▸ Input data:
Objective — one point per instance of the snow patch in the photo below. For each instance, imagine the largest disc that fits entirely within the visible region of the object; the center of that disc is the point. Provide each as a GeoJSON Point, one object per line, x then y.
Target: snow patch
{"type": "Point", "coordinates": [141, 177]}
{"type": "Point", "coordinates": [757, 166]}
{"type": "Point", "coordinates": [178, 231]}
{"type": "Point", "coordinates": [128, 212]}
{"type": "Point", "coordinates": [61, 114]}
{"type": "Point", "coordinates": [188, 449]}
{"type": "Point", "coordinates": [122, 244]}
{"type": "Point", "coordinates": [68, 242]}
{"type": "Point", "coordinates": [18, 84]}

▸ Given problem: Copy the records above exactly as they appear.

▸ Reply:
Objective — one point per instance of the snow patch in the photo below. For each instance, imagine the largest disc that fits entirely within the visible region of the object; the center of that disc is the point. Provide each as a GeoJSON Point, one object per line, x then y.
Target: snow patch
{"type": "Point", "coordinates": [141, 177]}
{"type": "Point", "coordinates": [757, 166]}
{"type": "Point", "coordinates": [178, 231]}
{"type": "Point", "coordinates": [128, 212]}
{"type": "Point", "coordinates": [61, 114]}
{"type": "Point", "coordinates": [188, 449]}
{"type": "Point", "coordinates": [122, 244]}
{"type": "Point", "coordinates": [68, 242]}
{"type": "Point", "coordinates": [18, 84]}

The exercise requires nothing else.